Excerpt from a dataset
-- START --
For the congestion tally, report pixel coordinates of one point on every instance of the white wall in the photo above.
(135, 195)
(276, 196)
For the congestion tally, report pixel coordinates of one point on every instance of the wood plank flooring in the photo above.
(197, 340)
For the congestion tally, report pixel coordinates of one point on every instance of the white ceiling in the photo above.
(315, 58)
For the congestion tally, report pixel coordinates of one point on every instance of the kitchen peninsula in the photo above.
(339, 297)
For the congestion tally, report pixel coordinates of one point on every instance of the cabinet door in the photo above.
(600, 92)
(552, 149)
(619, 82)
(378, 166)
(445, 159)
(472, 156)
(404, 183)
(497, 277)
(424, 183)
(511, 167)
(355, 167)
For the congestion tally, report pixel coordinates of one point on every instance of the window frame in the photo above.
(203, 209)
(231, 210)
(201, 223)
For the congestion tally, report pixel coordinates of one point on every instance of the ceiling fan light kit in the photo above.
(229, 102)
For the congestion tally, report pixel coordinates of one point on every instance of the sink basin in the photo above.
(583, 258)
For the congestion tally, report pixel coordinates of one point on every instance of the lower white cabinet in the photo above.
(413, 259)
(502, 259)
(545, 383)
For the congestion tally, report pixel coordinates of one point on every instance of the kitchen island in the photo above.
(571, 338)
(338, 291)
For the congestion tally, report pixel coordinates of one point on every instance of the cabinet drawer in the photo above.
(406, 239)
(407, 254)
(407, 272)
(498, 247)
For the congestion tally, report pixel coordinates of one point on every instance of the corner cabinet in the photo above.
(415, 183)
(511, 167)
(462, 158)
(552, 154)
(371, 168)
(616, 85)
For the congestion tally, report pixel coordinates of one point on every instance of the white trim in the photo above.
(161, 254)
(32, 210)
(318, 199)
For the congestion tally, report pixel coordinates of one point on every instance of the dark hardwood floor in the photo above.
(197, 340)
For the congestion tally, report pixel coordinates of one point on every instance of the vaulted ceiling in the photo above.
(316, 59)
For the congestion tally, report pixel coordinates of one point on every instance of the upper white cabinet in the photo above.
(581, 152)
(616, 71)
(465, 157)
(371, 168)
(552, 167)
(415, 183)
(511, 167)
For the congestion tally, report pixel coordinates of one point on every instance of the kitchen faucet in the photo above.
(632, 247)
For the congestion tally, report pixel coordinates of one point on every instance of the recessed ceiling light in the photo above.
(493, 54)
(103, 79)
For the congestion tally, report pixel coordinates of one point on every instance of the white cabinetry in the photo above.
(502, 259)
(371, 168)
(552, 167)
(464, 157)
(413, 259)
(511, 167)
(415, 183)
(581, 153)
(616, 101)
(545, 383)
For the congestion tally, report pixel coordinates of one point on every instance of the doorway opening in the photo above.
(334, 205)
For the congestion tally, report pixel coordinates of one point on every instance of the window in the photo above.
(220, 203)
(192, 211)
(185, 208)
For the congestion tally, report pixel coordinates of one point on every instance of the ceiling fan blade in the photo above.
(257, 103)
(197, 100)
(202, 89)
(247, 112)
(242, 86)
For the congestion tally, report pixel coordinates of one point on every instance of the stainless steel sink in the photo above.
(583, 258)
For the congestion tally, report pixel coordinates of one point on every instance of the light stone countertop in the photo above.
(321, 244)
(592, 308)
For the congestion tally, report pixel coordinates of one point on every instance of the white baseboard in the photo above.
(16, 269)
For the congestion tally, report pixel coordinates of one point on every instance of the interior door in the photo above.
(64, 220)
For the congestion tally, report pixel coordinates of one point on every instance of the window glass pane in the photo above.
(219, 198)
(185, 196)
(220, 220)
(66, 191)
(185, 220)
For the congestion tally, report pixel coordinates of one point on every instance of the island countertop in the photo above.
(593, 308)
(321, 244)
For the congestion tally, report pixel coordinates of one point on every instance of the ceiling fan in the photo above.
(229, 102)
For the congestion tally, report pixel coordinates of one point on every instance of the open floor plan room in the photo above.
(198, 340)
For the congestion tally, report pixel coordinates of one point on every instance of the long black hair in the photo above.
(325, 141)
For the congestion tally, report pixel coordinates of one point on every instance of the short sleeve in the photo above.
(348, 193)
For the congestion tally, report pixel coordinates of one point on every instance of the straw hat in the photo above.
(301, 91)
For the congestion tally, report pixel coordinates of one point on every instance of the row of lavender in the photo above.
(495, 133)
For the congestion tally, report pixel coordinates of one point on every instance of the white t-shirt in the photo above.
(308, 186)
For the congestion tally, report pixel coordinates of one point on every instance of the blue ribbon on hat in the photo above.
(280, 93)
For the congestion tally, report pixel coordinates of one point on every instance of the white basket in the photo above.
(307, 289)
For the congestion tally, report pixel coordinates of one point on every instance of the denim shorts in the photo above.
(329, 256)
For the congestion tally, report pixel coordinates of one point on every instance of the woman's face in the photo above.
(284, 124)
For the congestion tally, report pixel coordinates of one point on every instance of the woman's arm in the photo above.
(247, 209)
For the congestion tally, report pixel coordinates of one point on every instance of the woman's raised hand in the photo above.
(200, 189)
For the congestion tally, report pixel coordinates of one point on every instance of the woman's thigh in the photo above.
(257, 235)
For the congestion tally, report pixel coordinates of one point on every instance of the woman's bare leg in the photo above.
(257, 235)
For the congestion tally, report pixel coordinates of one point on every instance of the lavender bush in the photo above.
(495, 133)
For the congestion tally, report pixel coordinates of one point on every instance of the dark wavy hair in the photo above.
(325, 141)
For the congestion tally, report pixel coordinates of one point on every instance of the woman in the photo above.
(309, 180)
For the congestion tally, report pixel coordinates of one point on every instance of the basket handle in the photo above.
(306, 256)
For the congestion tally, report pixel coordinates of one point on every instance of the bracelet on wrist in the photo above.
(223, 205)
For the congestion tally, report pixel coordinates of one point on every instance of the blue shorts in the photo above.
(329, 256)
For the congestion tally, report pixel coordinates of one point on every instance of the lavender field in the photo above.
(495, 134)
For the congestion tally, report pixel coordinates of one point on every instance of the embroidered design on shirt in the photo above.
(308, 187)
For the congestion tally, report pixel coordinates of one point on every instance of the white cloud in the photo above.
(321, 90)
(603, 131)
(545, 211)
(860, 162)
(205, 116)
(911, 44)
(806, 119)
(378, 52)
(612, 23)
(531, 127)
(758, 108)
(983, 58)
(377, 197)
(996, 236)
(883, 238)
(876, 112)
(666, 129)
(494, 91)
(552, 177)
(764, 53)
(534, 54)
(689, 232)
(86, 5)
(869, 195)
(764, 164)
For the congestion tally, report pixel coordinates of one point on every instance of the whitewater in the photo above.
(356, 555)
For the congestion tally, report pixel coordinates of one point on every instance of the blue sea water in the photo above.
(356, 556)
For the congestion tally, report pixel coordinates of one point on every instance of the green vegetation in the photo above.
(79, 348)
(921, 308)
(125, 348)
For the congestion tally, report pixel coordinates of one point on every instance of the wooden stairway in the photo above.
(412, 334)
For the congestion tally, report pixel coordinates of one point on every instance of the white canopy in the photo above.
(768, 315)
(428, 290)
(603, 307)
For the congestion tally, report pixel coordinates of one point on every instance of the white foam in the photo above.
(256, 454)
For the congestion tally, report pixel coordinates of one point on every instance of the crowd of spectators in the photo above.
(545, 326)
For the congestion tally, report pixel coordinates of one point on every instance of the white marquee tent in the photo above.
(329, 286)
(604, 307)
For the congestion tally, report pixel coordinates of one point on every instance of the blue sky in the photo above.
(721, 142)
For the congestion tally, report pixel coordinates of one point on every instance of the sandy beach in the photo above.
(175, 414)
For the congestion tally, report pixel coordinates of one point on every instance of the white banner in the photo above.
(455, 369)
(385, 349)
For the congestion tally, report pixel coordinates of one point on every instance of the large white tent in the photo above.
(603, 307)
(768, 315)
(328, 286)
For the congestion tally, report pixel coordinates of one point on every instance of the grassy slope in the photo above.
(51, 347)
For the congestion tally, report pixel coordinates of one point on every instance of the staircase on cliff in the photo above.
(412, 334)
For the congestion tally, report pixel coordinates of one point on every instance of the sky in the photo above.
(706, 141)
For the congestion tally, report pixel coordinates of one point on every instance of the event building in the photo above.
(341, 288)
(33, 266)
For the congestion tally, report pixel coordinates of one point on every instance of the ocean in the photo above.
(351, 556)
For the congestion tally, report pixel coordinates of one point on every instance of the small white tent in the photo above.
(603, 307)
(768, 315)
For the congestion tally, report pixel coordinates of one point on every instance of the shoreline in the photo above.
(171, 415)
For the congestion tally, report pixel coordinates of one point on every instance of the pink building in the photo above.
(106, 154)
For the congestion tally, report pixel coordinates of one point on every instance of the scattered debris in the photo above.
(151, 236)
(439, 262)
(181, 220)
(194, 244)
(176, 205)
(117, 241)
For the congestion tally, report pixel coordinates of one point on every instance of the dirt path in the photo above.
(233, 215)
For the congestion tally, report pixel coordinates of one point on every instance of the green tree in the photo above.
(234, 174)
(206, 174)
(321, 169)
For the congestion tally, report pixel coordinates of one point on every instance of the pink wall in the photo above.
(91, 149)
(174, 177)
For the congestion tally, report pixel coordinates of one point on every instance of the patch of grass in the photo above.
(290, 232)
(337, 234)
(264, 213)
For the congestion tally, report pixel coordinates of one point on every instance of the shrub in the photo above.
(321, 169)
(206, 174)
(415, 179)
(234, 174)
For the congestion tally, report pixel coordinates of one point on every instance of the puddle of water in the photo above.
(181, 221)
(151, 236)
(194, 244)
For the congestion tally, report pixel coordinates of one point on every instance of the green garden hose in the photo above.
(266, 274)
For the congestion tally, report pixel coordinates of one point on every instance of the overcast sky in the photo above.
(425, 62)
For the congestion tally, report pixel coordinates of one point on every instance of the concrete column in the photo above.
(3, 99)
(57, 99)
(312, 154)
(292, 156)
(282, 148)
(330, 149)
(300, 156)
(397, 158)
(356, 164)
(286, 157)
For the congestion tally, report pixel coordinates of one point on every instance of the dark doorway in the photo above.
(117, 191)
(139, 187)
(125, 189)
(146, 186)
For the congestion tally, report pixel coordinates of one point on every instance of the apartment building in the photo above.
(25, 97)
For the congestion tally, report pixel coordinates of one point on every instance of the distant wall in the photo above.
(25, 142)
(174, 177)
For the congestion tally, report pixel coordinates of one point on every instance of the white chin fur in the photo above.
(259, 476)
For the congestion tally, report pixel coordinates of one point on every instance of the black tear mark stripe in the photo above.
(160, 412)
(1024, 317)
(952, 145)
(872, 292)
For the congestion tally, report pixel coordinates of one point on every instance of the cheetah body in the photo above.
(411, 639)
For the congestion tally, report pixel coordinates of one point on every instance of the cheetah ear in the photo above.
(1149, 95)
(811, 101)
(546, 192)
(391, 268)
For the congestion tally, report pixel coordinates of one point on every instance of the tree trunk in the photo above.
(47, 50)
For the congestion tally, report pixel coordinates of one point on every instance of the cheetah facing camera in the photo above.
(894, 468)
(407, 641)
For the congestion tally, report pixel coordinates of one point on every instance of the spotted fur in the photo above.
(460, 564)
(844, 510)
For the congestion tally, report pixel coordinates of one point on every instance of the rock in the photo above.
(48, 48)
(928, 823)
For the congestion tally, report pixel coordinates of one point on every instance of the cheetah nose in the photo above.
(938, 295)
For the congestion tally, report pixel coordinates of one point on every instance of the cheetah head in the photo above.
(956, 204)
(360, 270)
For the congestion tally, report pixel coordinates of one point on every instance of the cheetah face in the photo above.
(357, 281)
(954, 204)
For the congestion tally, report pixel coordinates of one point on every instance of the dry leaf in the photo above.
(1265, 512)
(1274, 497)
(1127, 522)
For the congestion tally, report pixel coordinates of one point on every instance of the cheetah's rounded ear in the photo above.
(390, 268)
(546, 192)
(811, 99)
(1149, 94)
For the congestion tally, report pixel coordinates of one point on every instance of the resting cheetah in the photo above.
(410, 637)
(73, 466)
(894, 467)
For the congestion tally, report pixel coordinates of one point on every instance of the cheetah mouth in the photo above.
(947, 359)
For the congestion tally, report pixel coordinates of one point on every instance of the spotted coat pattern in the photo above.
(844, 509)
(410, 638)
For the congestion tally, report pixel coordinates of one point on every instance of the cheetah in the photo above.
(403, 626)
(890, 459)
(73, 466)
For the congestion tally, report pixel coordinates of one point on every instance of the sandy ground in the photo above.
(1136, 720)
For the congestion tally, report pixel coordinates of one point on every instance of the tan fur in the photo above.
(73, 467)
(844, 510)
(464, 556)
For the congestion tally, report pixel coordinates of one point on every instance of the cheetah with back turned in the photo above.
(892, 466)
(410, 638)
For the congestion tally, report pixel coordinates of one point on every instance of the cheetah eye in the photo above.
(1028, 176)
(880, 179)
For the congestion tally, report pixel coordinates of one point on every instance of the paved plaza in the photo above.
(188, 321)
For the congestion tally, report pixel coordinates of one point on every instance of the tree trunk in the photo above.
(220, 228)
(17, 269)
-- END --
▸ WHAT THE TASK ASKS:
Reproduce word for word everything from the line containing "resting cheetah in the photo above." down to the end of the records, including both of those end points.

▸ FINISHED ANSWER:
For the congestion tally, report pixel coordinates of one point on every instance of the resting cheetah in the photo above.
(410, 637)
(73, 466)
(894, 467)
For the congestion tally, report pixel coordinates of one point on every instance of the cheetah mouth in the photo above.
(947, 359)
For the congestion tally, report pixel coordinates of one point on every instance of the spotted coat pattern in the photo above.
(844, 509)
(410, 638)
For the congestion tally, report pixel coordinates of one point on every instance of the cheetah in the photo above.
(403, 626)
(890, 459)
(73, 466)
For the congestion tally, report pixel coordinates of one point on every instance of the sandy ground in the photo above.
(1136, 720)
For the congestion tally, report pixel coordinates of one point on every instance of the tan fur in the photo above.
(73, 467)
(844, 510)
(464, 556)
For the congestion tally, report pixel coordinates of one point on every instance of the cheetah with back turned in the photo above.
(892, 466)
(410, 638)
For the congestion tally, report pixel coordinates of one point on every instance of the cheetah eye in the photo above.
(1028, 176)
(880, 179)
For the congestion tally, report pixel coordinates of one point on every instance of the paved plaza in the photo above.
(188, 321)
For the congestion tally, report pixel coordinates of one point on every instance of the tree trunk in the photo above.
(220, 228)
(17, 269)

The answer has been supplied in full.